• [PROBLEM]: Working from the records below, return word for word the line that contains "Target: wooden tier platform" and each line after it, ending with the last. Skip all pictures.

• [DATA SECTION]:
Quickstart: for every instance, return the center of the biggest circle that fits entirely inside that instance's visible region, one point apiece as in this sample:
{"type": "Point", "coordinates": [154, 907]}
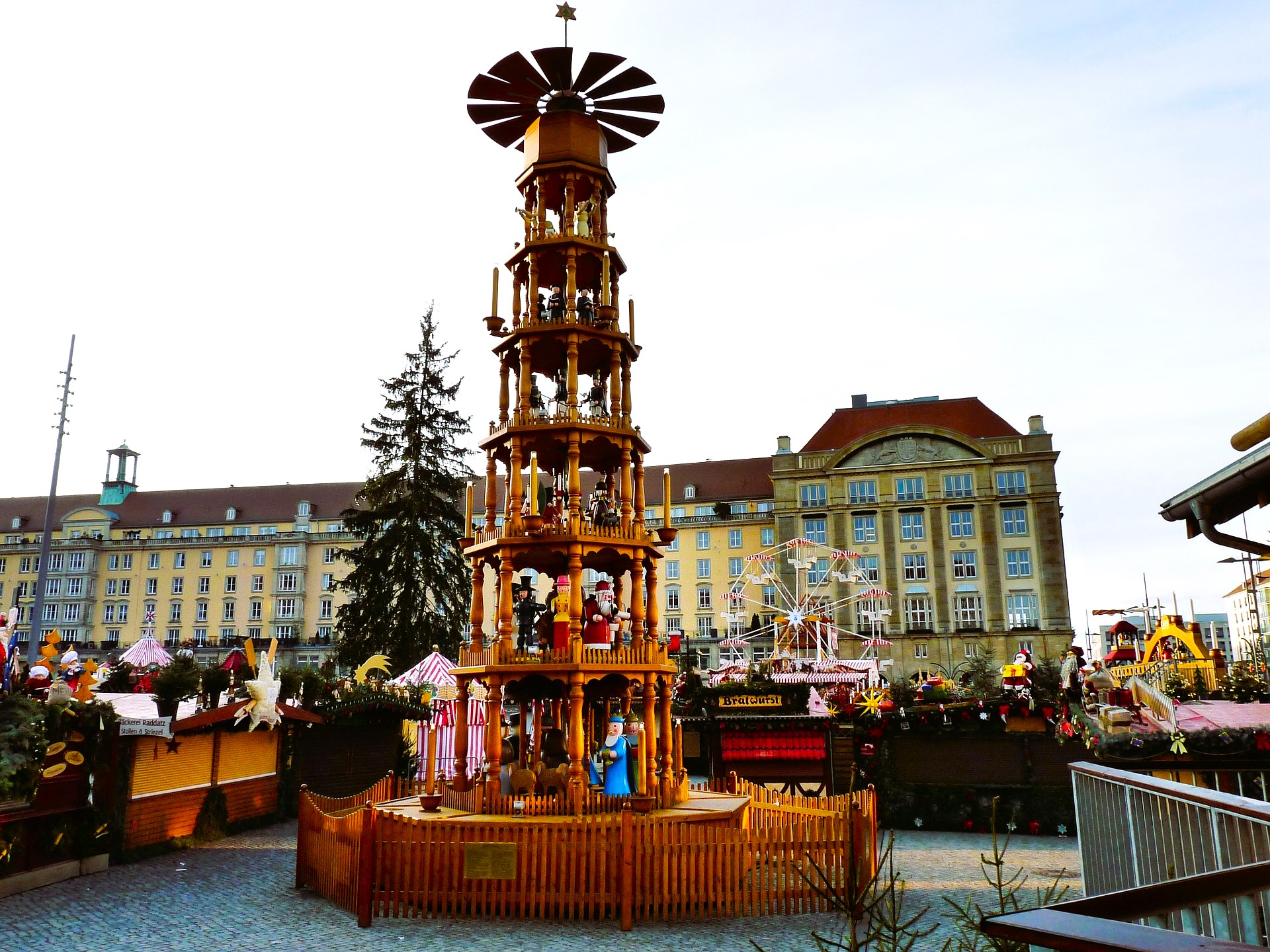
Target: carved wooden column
{"type": "Point", "coordinates": [491, 491]}
{"type": "Point", "coordinates": [505, 372]}
{"type": "Point", "coordinates": [476, 617]}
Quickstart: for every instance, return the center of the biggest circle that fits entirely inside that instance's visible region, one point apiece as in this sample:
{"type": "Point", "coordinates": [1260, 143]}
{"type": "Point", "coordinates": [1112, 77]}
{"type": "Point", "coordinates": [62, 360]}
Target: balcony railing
{"type": "Point", "coordinates": [1165, 866]}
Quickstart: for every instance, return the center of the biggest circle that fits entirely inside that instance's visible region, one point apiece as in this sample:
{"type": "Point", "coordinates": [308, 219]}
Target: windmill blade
{"type": "Point", "coordinates": [556, 63]}
{"type": "Point", "coordinates": [618, 143]}
{"type": "Point", "coordinates": [636, 104]}
{"type": "Point", "coordinates": [633, 78]}
{"type": "Point", "coordinates": [507, 132]}
{"type": "Point", "coordinates": [489, 88]}
{"type": "Point", "coordinates": [632, 124]}
{"type": "Point", "coordinates": [488, 112]}
{"type": "Point", "coordinates": [520, 73]}
{"type": "Point", "coordinates": [596, 67]}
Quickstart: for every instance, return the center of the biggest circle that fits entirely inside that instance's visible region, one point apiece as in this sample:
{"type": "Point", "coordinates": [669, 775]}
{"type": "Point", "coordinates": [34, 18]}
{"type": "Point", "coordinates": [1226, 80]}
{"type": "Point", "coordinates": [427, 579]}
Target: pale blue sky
{"type": "Point", "coordinates": [1061, 208]}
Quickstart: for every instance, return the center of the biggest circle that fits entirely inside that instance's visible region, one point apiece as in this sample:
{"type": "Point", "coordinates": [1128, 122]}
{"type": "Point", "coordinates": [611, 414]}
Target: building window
{"type": "Point", "coordinates": [863, 492]}
{"type": "Point", "coordinates": [912, 526]}
{"type": "Point", "coordinates": [817, 574]}
{"type": "Point", "coordinates": [1013, 483]}
{"type": "Point", "coordinates": [966, 565]}
{"type": "Point", "coordinates": [1023, 611]}
{"type": "Point", "coordinates": [1017, 563]}
{"type": "Point", "coordinates": [864, 528]}
{"type": "Point", "coordinates": [869, 567]}
{"type": "Point", "coordinates": [814, 495]}
{"type": "Point", "coordinates": [1014, 521]}
{"type": "Point", "coordinates": [910, 491]}
{"type": "Point", "coordinates": [959, 485]}
{"type": "Point", "coordinates": [968, 611]}
{"type": "Point", "coordinates": [962, 524]}
{"type": "Point", "coordinates": [915, 568]}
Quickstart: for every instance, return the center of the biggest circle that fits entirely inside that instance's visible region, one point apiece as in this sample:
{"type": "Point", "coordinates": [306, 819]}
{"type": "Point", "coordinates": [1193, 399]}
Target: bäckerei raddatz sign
{"type": "Point", "coordinates": [749, 701]}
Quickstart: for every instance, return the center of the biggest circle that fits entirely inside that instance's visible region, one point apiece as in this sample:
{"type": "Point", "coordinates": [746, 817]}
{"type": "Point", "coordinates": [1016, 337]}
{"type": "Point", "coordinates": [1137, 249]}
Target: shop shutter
{"type": "Point", "coordinates": [244, 756]}
{"type": "Point", "coordinates": [160, 771]}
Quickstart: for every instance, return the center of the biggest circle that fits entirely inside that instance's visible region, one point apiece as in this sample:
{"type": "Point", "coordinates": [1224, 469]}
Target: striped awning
{"type": "Point", "coordinates": [146, 651]}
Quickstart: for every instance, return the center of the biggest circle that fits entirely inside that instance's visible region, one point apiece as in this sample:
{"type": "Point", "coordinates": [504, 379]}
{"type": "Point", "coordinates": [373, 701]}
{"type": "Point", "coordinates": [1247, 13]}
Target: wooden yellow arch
{"type": "Point", "coordinates": [1171, 627]}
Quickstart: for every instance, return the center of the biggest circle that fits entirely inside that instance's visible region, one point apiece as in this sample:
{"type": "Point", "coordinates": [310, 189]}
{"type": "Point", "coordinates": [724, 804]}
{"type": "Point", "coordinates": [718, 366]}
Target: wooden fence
{"type": "Point", "coordinates": [784, 855]}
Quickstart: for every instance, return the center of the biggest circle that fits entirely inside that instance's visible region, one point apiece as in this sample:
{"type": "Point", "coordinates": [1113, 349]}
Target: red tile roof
{"type": "Point", "coordinates": [967, 415]}
{"type": "Point", "coordinates": [192, 507]}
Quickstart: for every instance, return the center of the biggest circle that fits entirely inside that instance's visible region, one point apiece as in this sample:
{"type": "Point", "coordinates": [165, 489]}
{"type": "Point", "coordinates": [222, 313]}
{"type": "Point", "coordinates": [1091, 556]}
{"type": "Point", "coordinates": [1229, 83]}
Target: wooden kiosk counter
{"type": "Point", "coordinates": [644, 844]}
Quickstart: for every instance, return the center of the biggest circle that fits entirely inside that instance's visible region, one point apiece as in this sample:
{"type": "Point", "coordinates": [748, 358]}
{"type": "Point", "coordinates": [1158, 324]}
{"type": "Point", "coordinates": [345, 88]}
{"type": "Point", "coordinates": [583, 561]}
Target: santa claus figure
{"type": "Point", "coordinates": [601, 617]}
{"type": "Point", "coordinates": [560, 617]}
{"type": "Point", "coordinates": [1016, 678]}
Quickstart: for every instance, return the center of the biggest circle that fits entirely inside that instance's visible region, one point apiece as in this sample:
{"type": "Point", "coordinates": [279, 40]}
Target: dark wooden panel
{"type": "Point", "coordinates": [956, 761]}
{"type": "Point", "coordinates": [338, 761]}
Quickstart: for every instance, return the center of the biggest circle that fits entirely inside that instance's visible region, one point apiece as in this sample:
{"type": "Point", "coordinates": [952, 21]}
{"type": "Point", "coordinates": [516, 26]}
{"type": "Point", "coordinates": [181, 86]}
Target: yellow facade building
{"type": "Point", "coordinates": [212, 565]}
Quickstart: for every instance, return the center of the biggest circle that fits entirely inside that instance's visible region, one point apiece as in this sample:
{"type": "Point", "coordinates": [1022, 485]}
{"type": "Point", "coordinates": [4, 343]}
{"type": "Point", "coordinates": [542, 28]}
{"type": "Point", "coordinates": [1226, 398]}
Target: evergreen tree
{"type": "Point", "coordinates": [409, 584]}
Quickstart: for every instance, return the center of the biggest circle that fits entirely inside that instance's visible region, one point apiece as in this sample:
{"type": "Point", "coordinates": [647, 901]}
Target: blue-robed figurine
{"type": "Point", "coordinates": [614, 753]}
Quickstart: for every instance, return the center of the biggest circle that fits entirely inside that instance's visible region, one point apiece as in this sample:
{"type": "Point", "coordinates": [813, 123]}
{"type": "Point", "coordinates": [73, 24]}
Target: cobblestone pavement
{"type": "Point", "coordinates": [239, 894]}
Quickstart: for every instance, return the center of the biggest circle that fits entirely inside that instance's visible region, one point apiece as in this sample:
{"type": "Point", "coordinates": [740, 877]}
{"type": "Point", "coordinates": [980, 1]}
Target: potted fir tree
{"type": "Point", "coordinates": [175, 683]}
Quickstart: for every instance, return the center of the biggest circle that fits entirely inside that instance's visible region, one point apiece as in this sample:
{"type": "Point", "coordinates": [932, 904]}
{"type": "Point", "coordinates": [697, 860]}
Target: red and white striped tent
{"type": "Point", "coordinates": [145, 653]}
{"type": "Point", "coordinates": [435, 669]}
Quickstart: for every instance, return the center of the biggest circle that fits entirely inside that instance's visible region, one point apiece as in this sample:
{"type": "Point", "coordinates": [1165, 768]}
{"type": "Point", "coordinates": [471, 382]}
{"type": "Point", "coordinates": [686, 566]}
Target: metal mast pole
{"type": "Point", "coordinates": [37, 610]}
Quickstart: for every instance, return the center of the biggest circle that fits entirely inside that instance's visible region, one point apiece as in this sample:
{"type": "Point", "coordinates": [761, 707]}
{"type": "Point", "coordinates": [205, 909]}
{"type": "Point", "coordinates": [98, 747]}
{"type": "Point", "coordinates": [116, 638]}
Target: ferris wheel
{"type": "Point", "coordinates": [803, 606]}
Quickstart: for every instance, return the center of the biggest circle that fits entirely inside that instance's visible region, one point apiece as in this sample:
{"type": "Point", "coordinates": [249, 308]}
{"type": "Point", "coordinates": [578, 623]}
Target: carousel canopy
{"type": "Point", "coordinates": [145, 653]}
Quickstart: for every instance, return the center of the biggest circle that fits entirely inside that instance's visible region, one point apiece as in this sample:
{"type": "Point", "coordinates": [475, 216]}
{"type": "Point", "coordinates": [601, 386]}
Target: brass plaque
{"type": "Point", "coordinates": [489, 861]}
{"type": "Point", "coordinates": [749, 701]}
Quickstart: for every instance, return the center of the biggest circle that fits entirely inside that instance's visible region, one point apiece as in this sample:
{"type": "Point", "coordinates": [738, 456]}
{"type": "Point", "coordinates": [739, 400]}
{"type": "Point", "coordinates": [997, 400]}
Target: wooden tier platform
{"type": "Point", "coordinates": [727, 850]}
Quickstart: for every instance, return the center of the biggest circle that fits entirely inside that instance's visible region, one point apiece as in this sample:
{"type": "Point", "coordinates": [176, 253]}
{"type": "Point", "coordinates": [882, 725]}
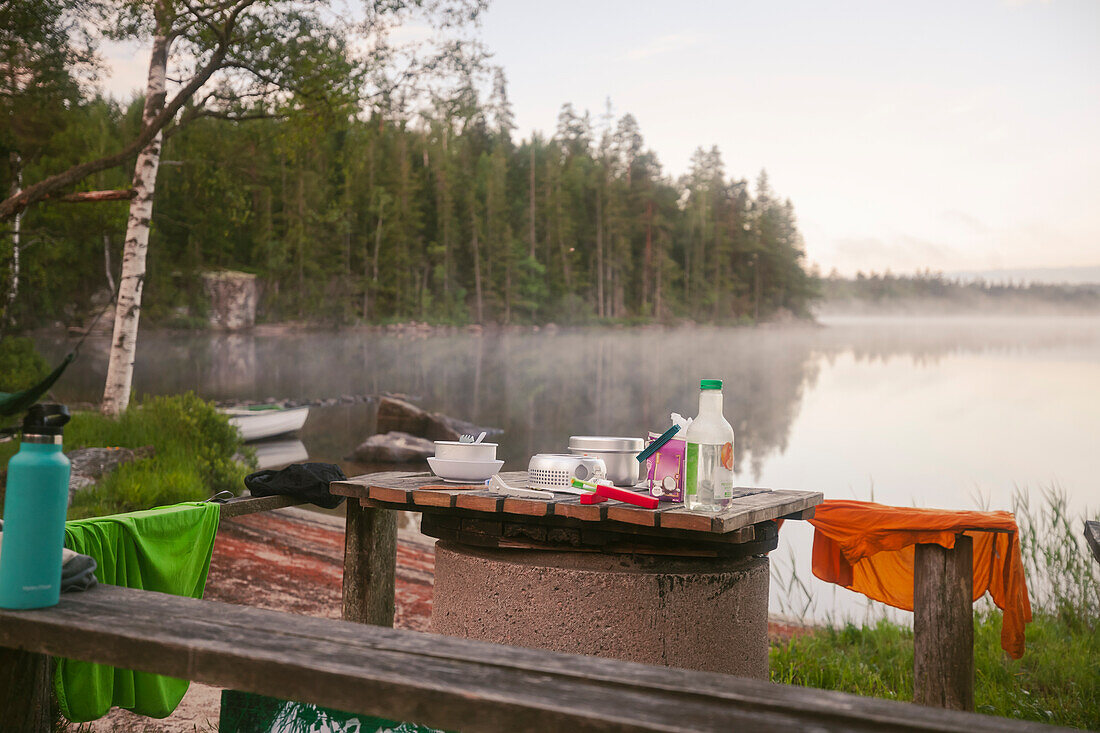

• [ANSWER FOR THIS EXERCISE]:
Target: wooden tier platform
{"type": "Point", "coordinates": [727, 850]}
Quickstart: for every instance, return the center of the biggest circle that fits entirely inside that instance's visible region, one point apiece as in this sample:
{"type": "Point", "coordinates": [176, 253]}
{"type": "Point", "coordinates": [882, 725]}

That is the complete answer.